● Given exercise
Write the material out again exactly as it stands.

● Recorded information
[start]

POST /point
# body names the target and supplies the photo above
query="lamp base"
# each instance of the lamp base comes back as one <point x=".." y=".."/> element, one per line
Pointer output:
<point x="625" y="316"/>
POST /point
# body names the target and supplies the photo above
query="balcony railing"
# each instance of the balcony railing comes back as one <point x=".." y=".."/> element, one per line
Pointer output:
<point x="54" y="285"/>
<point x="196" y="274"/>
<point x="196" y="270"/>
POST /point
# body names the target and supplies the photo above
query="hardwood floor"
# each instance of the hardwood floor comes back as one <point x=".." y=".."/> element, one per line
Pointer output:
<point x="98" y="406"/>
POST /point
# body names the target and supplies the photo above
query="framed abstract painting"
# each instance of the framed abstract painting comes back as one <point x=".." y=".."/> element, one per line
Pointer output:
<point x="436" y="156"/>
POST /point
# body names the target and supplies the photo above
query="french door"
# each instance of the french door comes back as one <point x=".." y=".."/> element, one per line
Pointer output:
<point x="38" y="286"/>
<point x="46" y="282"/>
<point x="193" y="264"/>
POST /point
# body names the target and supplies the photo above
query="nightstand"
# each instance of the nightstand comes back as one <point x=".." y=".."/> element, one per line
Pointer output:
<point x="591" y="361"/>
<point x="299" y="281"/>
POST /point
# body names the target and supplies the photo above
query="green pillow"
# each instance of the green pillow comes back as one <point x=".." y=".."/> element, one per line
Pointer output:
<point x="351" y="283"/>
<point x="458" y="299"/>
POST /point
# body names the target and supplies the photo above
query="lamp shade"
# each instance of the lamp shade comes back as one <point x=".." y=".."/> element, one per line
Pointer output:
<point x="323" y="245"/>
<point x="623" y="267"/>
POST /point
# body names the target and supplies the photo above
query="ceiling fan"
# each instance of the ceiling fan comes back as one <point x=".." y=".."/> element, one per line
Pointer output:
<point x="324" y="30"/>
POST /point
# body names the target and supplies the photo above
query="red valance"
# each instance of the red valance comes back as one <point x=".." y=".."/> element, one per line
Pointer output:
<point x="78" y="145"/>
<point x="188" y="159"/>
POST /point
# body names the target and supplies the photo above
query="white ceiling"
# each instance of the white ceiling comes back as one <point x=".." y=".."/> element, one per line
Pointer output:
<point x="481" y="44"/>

[end]

● Right answer
POST /point
# body names the target and supplies the photo above
query="lamp base"
# each instance of the lamp base comes back as one <point x=".." y=".."/> element, one per line
Pointer output:
<point x="625" y="316"/>
POST /point
# body names the target and supplies the photo above
query="balcony railing"
# each instance of the balcony railing comes back as one <point x=".." y=".."/> element, one per line
Pointer output:
<point x="54" y="285"/>
<point x="196" y="274"/>
<point x="196" y="270"/>
POST /point
# body names the target and supplies the photo above
query="hardwood floor"
# each instance of the hardwood floor comes back as one <point x=".." y=".."/> element, one per line
Pointer output:
<point x="98" y="406"/>
POST /point
# body names the target and supplies the photo above
query="framed abstract painting"
# each instance of the framed abstract painting comes back as one <point x=".." y=".."/> element, one per line
Pointer output:
<point x="436" y="156"/>
POST /point
# body names the target and supplies the photo above
query="french door"
# each instance of the french door comes back as one <point x=".." y=".."/> element, one per line
Pointer output:
<point x="38" y="286"/>
<point x="46" y="282"/>
<point x="193" y="264"/>
POST /point
# body names the target and supplies the photo above
query="nightstand"
# each instance of the nightstand comes back as one <point x=".." y=".."/> element, one per line
Pointer output:
<point x="591" y="361"/>
<point x="299" y="281"/>
POST /point
# body names the target and supplies the photo above
query="green pillow"
# each instance of the green pillow comes back as one <point x=".." y=".."/> element, one per line
Pointer output:
<point x="351" y="283"/>
<point x="458" y="299"/>
POST /point
# body names the target and supplies the photo above
query="lamp shade"
# each instance of the lamp shade comes back as one <point x=".." y=".."/> element, one per line
Pointer output:
<point x="323" y="245"/>
<point x="623" y="267"/>
POST /point
# body names the target and supplies the photo above
query="ceiling fan"
# each instance of the ceiling fan comes back as one <point x=".." y=".."/> element, one per line
Pointer output:
<point x="324" y="30"/>
POST /point
# body names the target and supplies the photo above
query="red valance"
# each instance of the red valance comes back as one <point x=".." y=".."/> element, one per line
Pointer output:
<point x="78" y="145"/>
<point x="188" y="159"/>
POST /point
# body names the target and supplies the photo above
query="white ceiling"
# each instance of the white ceiling comes back as one <point x=".." y=".."/> element, one per line
Pointer output:
<point x="481" y="44"/>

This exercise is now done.